- _RECORDS FOR THIS EXERCISE_

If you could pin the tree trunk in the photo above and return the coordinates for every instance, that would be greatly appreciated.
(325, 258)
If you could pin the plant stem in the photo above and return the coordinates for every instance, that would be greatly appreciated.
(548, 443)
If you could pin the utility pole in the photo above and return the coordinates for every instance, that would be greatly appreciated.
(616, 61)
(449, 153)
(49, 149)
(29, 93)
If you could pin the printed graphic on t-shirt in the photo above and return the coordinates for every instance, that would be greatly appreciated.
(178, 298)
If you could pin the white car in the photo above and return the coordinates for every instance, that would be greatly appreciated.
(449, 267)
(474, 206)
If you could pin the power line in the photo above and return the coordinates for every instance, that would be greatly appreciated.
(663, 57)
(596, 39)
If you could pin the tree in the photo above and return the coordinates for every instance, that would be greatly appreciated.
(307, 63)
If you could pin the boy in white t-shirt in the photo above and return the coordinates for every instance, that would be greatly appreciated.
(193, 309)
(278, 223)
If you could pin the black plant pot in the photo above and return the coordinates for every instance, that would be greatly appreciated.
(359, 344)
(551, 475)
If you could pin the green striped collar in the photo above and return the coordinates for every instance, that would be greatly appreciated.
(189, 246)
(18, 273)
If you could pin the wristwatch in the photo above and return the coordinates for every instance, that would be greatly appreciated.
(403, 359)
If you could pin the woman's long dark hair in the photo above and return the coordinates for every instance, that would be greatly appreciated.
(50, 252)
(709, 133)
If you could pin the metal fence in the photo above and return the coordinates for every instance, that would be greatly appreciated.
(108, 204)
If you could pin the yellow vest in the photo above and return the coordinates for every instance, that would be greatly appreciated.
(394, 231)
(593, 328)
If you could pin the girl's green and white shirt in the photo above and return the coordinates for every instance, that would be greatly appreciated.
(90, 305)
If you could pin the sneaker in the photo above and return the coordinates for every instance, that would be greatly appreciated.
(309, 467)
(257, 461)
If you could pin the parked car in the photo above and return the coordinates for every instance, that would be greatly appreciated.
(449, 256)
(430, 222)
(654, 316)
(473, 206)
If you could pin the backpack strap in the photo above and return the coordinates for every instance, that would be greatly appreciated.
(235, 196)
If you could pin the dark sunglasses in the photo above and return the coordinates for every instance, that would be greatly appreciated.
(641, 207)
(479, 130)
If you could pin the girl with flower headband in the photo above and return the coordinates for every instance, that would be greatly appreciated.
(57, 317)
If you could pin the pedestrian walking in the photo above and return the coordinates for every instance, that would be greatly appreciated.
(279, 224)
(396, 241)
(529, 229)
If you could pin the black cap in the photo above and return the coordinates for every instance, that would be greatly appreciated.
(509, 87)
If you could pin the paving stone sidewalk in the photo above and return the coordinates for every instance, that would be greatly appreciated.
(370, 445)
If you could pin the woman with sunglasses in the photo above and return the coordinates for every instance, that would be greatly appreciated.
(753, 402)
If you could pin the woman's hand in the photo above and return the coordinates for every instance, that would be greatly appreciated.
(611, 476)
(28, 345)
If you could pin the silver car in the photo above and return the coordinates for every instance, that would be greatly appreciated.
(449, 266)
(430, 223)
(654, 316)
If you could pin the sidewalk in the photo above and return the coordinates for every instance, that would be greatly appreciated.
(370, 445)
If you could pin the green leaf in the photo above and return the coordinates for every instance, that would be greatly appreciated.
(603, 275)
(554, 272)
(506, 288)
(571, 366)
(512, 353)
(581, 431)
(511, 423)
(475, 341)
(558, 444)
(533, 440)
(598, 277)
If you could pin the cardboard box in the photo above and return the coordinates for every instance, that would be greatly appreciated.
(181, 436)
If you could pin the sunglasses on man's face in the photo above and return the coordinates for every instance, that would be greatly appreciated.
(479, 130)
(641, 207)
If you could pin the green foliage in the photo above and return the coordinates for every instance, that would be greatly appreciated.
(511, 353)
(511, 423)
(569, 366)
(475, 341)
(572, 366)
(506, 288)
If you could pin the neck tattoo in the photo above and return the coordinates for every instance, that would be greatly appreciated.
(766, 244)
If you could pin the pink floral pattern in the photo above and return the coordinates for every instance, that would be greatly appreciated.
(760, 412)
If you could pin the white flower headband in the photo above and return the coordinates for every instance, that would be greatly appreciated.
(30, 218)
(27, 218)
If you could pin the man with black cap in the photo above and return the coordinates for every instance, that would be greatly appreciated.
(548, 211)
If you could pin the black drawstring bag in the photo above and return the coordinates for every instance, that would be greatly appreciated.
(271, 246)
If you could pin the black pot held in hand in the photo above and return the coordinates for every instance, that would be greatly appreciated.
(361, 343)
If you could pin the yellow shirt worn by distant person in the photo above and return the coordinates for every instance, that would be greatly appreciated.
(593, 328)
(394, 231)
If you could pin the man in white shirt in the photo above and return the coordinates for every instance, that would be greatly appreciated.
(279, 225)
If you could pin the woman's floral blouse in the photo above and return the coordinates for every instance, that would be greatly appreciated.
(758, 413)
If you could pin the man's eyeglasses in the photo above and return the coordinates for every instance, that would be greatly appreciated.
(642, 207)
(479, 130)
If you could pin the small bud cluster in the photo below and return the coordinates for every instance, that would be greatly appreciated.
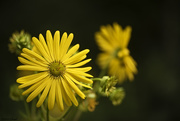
(19, 40)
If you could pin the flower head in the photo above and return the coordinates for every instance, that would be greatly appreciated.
(58, 70)
(113, 41)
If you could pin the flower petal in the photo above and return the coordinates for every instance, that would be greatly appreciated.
(49, 40)
(41, 49)
(33, 60)
(80, 63)
(69, 93)
(59, 99)
(56, 45)
(41, 76)
(81, 78)
(74, 87)
(61, 46)
(67, 44)
(78, 72)
(76, 57)
(44, 94)
(77, 82)
(65, 96)
(34, 55)
(31, 68)
(37, 90)
(70, 52)
(51, 98)
(28, 78)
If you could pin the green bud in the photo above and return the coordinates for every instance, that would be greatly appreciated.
(15, 93)
(117, 96)
(19, 40)
(107, 85)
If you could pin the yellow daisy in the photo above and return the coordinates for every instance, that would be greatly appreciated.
(58, 70)
(113, 41)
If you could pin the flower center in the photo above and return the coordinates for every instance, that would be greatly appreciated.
(57, 68)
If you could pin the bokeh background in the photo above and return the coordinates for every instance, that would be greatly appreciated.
(154, 95)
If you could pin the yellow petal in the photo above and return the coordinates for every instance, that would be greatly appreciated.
(77, 82)
(61, 46)
(33, 60)
(50, 43)
(69, 92)
(64, 94)
(70, 52)
(31, 68)
(30, 82)
(81, 73)
(44, 94)
(76, 57)
(42, 40)
(51, 98)
(74, 87)
(67, 44)
(80, 63)
(26, 62)
(25, 79)
(126, 36)
(33, 87)
(83, 69)
(41, 49)
(34, 55)
(37, 91)
(56, 45)
(81, 78)
(59, 99)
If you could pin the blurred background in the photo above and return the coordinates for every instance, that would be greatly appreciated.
(152, 96)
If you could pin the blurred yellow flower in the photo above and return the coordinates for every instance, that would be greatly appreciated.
(113, 41)
(59, 71)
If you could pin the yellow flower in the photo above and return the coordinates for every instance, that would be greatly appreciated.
(59, 71)
(113, 41)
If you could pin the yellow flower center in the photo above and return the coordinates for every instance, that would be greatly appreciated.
(57, 68)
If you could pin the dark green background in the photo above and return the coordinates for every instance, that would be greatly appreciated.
(154, 94)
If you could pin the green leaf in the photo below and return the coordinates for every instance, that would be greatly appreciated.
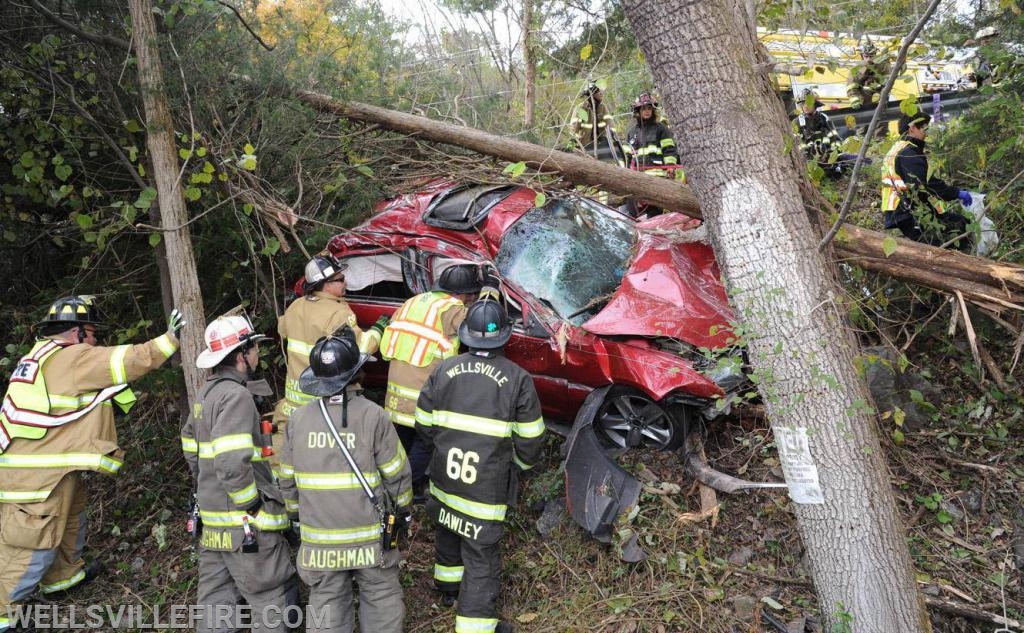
(62, 172)
(272, 246)
(908, 107)
(772, 603)
(515, 169)
(889, 246)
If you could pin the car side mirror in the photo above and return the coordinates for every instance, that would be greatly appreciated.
(532, 327)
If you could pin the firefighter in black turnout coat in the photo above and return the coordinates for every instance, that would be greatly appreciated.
(480, 416)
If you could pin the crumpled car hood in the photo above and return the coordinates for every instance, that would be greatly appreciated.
(673, 288)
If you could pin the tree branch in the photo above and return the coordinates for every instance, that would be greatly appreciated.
(108, 40)
(883, 102)
(244, 24)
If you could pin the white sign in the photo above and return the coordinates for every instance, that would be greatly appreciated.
(798, 465)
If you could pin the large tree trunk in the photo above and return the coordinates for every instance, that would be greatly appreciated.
(174, 217)
(528, 60)
(704, 57)
(993, 285)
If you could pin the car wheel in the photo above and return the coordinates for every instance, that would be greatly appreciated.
(629, 418)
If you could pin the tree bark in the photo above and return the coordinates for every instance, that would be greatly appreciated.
(704, 57)
(529, 61)
(174, 216)
(979, 280)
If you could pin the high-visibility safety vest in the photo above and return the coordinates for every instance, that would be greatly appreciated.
(29, 410)
(893, 186)
(416, 335)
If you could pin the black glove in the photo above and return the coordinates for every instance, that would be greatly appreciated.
(254, 509)
(381, 324)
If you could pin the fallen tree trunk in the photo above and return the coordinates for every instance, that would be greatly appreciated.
(992, 285)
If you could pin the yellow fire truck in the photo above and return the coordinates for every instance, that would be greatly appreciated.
(823, 61)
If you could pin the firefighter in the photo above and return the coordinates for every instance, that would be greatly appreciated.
(867, 78)
(243, 552)
(818, 138)
(479, 415)
(422, 333)
(320, 311)
(593, 127)
(341, 530)
(649, 142)
(57, 421)
(912, 200)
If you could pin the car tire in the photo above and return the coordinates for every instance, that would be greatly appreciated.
(658, 427)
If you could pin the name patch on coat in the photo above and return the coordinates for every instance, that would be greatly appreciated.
(216, 540)
(458, 524)
(479, 368)
(329, 559)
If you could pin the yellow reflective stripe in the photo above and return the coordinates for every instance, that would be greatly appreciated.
(472, 424)
(298, 346)
(474, 625)
(449, 575)
(393, 465)
(263, 520)
(270, 522)
(297, 397)
(79, 460)
(226, 444)
(333, 480)
(166, 345)
(118, 372)
(402, 391)
(529, 429)
(401, 418)
(320, 536)
(424, 418)
(245, 495)
(61, 585)
(404, 498)
(486, 511)
(71, 402)
(24, 496)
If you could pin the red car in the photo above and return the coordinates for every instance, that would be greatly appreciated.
(598, 299)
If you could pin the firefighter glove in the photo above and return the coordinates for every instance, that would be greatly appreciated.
(176, 322)
(381, 324)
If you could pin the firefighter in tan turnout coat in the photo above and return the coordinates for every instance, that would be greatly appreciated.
(322, 310)
(243, 551)
(57, 421)
(422, 333)
(341, 528)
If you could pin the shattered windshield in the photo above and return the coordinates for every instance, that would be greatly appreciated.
(570, 254)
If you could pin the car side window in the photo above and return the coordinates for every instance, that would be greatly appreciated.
(376, 277)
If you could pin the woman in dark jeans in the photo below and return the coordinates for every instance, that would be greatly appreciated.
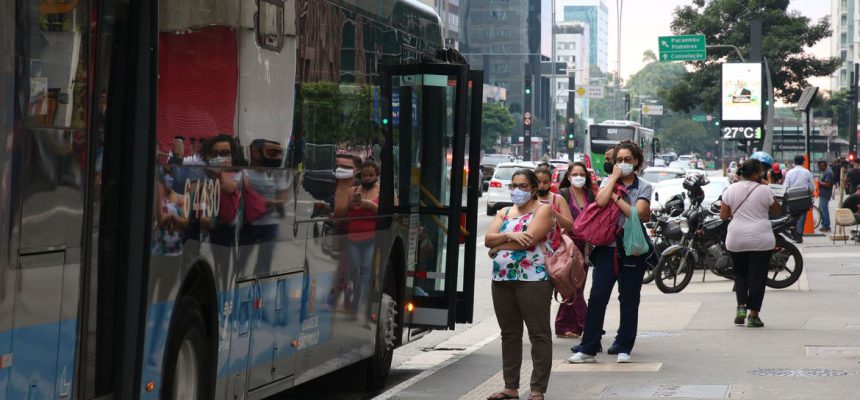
(578, 191)
(749, 240)
(611, 264)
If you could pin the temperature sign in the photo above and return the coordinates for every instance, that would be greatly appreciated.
(741, 133)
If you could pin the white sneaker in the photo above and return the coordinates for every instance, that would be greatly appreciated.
(581, 358)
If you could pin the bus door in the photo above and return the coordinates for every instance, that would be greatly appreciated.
(424, 115)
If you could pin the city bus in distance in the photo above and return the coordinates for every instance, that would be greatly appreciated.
(222, 199)
(605, 135)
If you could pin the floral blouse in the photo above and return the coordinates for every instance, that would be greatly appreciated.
(520, 265)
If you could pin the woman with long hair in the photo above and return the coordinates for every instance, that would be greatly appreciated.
(521, 288)
(578, 191)
(611, 264)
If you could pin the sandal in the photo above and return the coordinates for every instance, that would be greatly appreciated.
(502, 396)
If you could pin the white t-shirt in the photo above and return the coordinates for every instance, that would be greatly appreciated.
(268, 184)
(750, 228)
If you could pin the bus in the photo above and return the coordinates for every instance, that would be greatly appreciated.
(603, 136)
(222, 199)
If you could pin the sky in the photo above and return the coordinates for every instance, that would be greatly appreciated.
(644, 20)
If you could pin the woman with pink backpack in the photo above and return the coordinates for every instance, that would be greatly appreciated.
(578, 191)
(622, 195)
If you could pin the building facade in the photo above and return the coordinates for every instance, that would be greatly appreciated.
(845, 42)
(595, 15)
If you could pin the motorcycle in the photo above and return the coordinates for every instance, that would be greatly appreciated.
(703, 245)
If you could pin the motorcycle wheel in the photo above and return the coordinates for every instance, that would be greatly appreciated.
(786, 265)
(674, 272)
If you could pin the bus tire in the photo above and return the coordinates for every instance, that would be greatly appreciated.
(378, 366)
(188, 359)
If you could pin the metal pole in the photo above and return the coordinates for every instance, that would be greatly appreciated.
(553, 135)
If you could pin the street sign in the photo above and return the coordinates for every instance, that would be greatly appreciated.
(590, 91)
(652, 109)
(682, 48)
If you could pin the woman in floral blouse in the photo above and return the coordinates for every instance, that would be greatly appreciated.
(521, 287)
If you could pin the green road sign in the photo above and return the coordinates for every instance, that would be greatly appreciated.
(682, 48)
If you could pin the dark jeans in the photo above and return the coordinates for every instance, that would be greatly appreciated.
(750, 275)
(630, 273)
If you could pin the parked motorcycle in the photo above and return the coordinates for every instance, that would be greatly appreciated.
(703, 245)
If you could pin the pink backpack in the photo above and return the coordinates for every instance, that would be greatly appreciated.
(566, 268)
(598, 226)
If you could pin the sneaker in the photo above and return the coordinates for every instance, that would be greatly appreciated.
(581, 358)
(740, 316)
(754, 322)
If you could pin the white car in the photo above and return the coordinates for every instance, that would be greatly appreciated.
(499, 194)
(668, 188)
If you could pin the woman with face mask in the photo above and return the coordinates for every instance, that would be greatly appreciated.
(521, 288)
(361, 230)
(611, 264)
(577, 190)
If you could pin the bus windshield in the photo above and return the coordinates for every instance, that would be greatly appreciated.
(604, 137)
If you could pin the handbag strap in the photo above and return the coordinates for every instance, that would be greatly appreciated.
(745, 199)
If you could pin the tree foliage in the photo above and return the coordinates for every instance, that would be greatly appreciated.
(496, 122)
(727, 22)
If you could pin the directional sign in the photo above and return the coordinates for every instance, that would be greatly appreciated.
(652, 109)
(590, 91)
(682, 48)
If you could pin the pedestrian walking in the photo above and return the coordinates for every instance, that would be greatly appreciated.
(521, 288)
(578, 191)
(825, 192)
(749, 240)
(611, 264)
(799, 177)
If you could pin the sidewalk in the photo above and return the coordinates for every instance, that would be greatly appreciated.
(688, 346)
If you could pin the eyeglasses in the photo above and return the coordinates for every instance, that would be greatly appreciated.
(521, 186)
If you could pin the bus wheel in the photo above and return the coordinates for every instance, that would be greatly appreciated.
(379, 365)
(188, 358)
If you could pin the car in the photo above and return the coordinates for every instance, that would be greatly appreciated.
(488, 163)
(499, 194)
(668, 188)
(659, 174)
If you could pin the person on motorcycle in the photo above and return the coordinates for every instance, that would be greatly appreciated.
(749, 240)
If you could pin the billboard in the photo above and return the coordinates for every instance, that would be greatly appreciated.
(741, 95)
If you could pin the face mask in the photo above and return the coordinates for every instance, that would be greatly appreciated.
(367, 185)
(520, 197)
(626, 169)
(343, 173)
(218, 161)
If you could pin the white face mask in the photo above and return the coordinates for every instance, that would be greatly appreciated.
(343, 173)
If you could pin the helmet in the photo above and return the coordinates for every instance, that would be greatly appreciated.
(763, 157)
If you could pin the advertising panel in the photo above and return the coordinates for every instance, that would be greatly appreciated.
(741, 96)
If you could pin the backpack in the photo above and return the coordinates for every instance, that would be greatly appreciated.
(599, 226)
(566, 268)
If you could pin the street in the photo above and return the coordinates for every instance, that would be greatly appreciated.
(687, 345)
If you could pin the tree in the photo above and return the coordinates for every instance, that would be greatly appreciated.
(685, 136)
(727, 22)
(496, 121)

- _WRITTEN PROBLEM_
Only the lines from the one containing "If you could pin the billboard" through the end of the entries above belong in the answer; repeat them exactly.

- _RESULT OF THIS TASK_
If you could pin the billboard in the photo above and return the coordinates for every instance, that would be greatly appreciated.
(741, 95)
If you could pin the face mask in the photo above and return the coordinates for every instance, that would be greatly appreciated.
(367, 185)
(520, 197)
(626, 169)
(343, 173)
(218, 161)
If you could pin the white face mask in the photo above and return the coordinates for every instance, that would be greatly appreciated.
(343, 173)
If you could pin the helmet in the photo above and return the coordinates for every instance, that would be greatly appreciated.
(763, 157)
If you could pin the advertising panel in the photo above and return the coordinates for every instance, that would be greatly appreciated.
(741, 96)
If you could pin the backpack in the photo above and return the coordinates for every instance, that would be greatly appreciated.
(599, 226)
(566, 268)
If you could pin the street in the photo above and return the coordinates for every instance, that would be greatly appreciated.
(687, 345)
If you could pin the tree in the photo above and return the coordinates for every instance, that would be greatly appreciated.
(685, 136)
(727, 22)
(496, 121)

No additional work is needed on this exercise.